___ Text section ___

A wet building is also more likely to attract unwelcome visitors. Microorganisms such as algae travel by wind and are deposited on facades. They proliferate particularly on weathered facades that do not dry out well, colonizing large areas, which then turn green, brown or red.
Another risk factor is paint that is inappropriately applied to the building’s surface. A film-forming exterior coating, for example, is less permeable to water vapor and therefore fosters blistering. The coating will adhere less well and will detach from the substrate at weak points.
The flip-side of insulation is often permeability. Water originating on the inside must be able to leave the building. Any insulating coating therefore must be highly permeable to vapor. This is particularly important as, thanks to better insulation, modern construction work achieves ever higher levels of energy efficiency, often sealing off the inside. There is another side effect of improved insulation. As warmth is kept inside the home, its outer hull inevitably cools down. This impairs the wall’s ability to dry.
Apart from an unpleasant appearance, water and other damage severely reduces a facade’s capacity to insulate. If water penetrates the pores of a construction material, its thermal conductivity is increased and the insulating properties are significantly diminished. A moisture content of only 5% reduces the insulating efficiency by 60%.

___

● **Stated problem a**: Find every line in the listing below that contains the word "ground" and copy each of those lines.

___ Supplied records ___

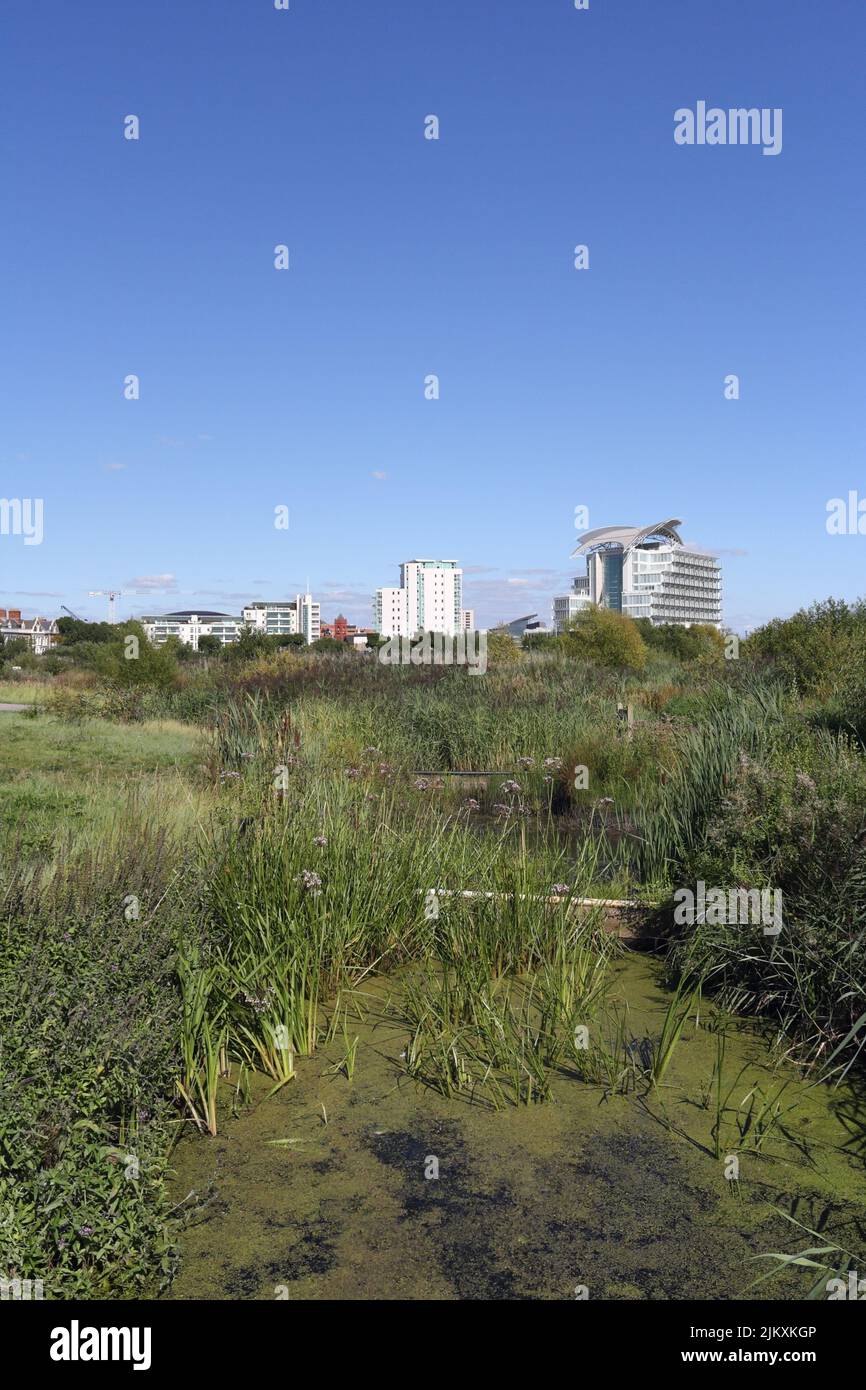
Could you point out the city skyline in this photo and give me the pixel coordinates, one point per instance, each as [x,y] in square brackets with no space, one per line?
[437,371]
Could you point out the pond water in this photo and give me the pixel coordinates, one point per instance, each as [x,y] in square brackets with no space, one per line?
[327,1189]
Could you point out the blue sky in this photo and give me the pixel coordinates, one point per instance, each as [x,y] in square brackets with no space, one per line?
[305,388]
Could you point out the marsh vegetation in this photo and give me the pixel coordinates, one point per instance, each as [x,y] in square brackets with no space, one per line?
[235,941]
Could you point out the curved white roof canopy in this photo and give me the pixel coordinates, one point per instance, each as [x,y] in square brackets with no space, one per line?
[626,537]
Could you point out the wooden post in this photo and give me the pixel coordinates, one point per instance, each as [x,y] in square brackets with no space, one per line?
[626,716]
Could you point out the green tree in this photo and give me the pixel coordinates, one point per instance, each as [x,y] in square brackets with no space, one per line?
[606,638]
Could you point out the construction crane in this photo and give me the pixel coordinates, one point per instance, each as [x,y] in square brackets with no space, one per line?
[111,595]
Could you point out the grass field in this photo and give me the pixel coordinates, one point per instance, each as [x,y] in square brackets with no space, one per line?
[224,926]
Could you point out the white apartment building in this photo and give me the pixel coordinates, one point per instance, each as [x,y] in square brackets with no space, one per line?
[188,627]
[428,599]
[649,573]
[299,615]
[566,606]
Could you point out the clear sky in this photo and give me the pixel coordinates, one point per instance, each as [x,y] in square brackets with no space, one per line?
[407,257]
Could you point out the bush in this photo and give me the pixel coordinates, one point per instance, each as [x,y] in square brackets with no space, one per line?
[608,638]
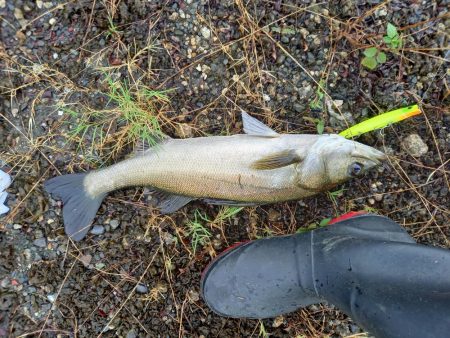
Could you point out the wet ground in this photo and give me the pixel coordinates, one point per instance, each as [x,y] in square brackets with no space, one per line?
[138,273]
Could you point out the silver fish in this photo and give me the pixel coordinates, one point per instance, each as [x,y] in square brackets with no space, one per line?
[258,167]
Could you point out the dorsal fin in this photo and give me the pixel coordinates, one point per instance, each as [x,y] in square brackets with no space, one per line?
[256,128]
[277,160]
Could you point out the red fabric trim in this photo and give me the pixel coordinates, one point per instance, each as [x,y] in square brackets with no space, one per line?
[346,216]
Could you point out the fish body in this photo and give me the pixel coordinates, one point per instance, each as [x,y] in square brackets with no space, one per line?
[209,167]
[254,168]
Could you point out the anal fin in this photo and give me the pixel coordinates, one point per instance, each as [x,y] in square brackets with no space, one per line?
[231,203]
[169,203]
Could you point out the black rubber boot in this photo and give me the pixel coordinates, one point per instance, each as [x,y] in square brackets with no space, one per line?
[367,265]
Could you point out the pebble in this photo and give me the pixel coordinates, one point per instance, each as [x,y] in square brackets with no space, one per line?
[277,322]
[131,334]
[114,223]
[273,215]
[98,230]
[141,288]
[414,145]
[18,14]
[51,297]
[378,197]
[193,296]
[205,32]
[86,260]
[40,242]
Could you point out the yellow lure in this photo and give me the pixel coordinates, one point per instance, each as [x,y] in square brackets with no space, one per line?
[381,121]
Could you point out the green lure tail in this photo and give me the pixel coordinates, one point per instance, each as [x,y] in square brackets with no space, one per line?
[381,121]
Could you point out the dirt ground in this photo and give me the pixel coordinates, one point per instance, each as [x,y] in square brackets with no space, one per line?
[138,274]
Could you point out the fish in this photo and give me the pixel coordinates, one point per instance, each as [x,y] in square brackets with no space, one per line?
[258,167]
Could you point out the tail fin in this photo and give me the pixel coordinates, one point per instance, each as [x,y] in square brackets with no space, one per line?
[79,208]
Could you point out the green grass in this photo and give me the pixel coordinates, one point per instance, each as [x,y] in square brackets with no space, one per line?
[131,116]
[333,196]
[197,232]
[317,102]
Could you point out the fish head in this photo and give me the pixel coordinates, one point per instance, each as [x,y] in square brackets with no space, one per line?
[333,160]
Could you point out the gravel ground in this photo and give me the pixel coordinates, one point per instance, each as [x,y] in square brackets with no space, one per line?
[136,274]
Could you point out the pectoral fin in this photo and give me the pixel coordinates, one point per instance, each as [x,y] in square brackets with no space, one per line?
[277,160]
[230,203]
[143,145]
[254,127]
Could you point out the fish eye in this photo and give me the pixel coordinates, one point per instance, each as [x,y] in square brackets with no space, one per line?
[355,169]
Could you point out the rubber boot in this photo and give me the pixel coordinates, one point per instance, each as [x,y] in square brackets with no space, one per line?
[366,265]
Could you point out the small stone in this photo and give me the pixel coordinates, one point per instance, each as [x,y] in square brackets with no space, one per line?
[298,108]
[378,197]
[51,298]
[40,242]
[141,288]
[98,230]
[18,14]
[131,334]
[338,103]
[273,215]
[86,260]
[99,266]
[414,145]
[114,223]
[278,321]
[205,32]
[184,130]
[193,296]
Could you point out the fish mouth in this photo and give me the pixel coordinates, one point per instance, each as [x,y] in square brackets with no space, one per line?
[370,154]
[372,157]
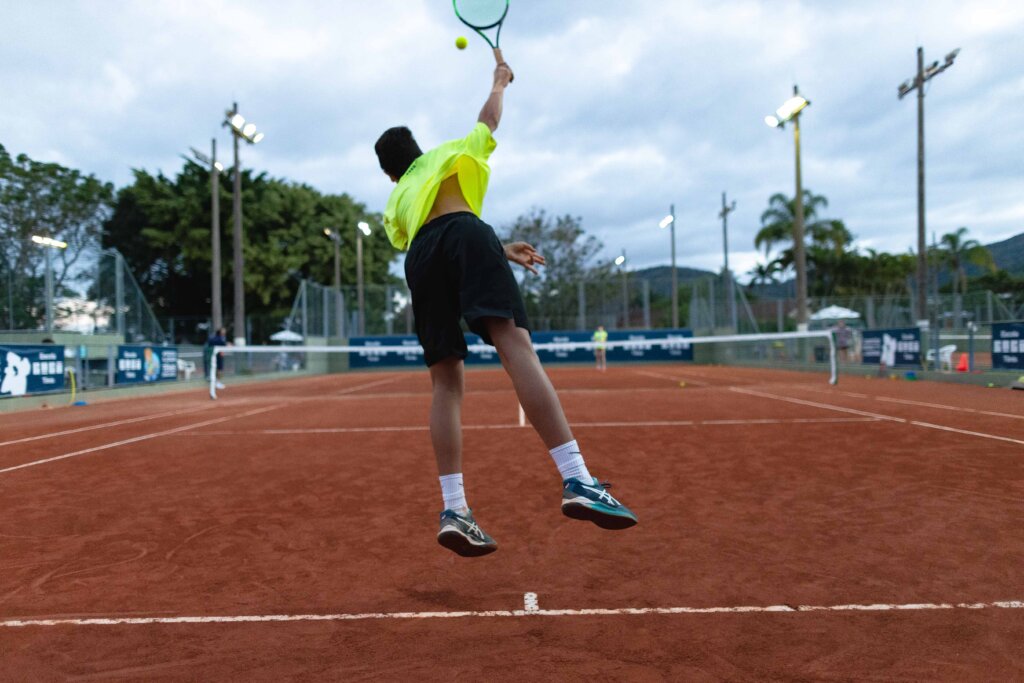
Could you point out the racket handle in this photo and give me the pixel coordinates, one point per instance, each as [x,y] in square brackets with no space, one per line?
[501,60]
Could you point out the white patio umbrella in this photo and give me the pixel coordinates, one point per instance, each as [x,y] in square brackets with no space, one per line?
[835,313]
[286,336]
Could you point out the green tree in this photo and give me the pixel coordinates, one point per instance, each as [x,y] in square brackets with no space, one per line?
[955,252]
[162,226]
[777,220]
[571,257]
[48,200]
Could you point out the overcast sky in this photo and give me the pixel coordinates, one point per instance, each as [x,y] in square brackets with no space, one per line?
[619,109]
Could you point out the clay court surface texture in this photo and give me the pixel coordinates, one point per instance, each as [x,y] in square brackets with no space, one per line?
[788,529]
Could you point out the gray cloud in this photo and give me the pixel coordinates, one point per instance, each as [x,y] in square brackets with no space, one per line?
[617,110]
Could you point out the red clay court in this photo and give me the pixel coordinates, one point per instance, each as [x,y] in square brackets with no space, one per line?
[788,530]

___
___ Supplied records ___

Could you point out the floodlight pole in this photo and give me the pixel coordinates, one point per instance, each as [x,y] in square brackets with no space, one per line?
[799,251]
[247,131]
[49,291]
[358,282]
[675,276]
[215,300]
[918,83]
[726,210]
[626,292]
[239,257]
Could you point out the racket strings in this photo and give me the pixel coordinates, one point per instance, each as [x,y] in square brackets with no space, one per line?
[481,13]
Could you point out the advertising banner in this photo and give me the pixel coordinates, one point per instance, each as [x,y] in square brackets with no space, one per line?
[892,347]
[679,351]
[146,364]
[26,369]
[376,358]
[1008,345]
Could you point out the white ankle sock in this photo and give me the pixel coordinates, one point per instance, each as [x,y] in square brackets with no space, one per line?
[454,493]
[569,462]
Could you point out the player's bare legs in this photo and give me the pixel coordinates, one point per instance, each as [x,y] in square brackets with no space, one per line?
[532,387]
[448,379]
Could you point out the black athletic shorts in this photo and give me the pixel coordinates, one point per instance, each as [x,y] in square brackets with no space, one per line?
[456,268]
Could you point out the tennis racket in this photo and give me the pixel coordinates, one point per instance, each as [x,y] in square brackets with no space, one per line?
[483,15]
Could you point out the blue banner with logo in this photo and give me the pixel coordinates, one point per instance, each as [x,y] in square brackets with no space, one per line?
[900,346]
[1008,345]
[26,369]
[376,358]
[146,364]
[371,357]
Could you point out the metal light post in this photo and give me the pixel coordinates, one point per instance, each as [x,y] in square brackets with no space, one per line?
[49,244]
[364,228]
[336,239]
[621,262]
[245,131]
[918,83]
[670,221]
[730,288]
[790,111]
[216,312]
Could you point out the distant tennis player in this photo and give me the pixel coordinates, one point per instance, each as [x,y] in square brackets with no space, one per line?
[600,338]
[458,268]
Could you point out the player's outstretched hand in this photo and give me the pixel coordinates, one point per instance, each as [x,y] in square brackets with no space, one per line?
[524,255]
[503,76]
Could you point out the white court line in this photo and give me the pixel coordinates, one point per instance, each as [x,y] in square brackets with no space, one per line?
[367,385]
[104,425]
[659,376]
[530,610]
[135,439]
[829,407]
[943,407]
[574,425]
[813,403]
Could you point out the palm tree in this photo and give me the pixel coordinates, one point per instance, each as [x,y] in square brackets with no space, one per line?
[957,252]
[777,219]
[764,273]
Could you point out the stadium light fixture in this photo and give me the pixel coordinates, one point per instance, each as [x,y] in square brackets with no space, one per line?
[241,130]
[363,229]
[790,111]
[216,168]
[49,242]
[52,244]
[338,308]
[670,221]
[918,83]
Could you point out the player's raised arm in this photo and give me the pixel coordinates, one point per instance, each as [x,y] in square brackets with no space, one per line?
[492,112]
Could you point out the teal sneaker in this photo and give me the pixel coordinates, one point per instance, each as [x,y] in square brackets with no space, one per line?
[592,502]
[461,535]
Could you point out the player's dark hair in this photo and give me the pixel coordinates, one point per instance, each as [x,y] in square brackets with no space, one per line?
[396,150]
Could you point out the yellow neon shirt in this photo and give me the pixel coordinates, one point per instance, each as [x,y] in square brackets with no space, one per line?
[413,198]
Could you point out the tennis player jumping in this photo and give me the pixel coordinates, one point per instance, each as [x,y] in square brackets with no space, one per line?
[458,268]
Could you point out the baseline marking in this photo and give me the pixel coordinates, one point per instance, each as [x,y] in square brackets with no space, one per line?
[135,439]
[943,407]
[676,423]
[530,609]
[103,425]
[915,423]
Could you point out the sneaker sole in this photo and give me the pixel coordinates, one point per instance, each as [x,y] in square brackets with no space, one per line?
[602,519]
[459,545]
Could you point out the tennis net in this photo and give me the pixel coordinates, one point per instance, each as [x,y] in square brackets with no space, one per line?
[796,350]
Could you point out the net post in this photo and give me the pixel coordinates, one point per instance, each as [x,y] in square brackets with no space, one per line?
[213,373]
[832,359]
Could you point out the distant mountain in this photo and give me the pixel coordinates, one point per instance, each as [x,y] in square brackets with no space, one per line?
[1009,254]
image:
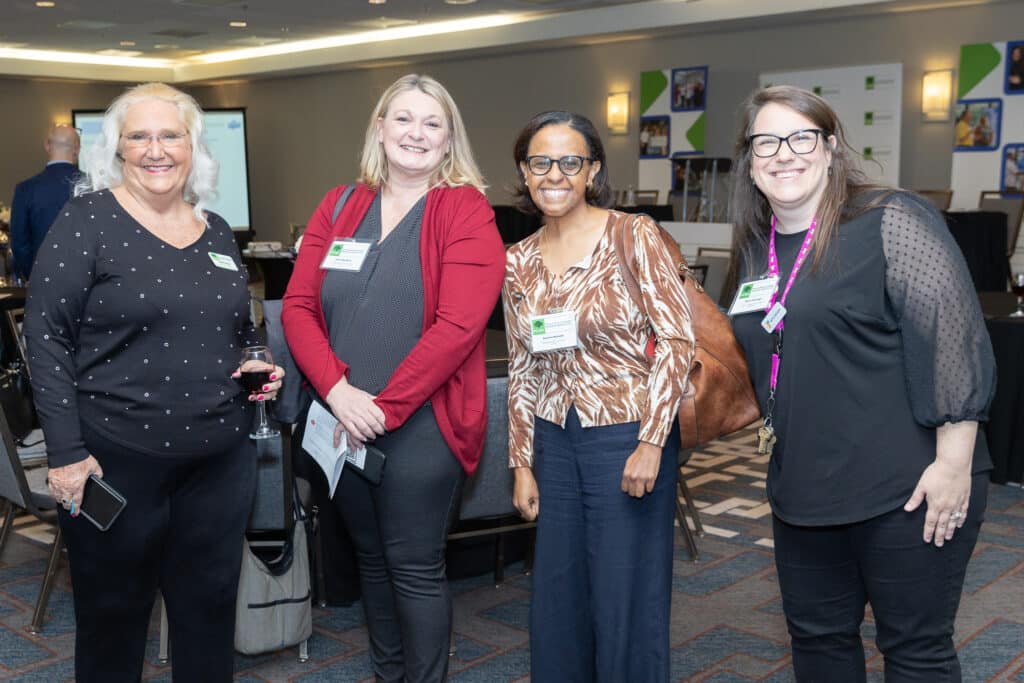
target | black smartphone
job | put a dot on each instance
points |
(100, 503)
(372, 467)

___

● **Stated problem b**: Repeat word for word the part of the facade moisture passage above that runs from "Another risk factor" to "at weak points.".

● **Correct answer a**:
Could you point out the wet ground in this photo and give me the pixel coordinates, one point per instance, each as [x,y] in square brackets with no space, one per line?
Could you point out the dirt ground in this photo and give me the pixel coordinates, one point per instance, each as [x,y] in square brackets with no space, one per line?
Could you point out the gravel ground in this photo and give me the pixel coordinates, one point per instance, each as [x,y] in square brackets with no space, one per line?

● **Correct answer b**:
Another risk factor is paint that is inappropriately applied to the building’s surface. A film-forming exterior coating, for example, is less permeable to water vapor and therefore fosters blistering. The coating will adhere less well and will detach from the substrate at weak points.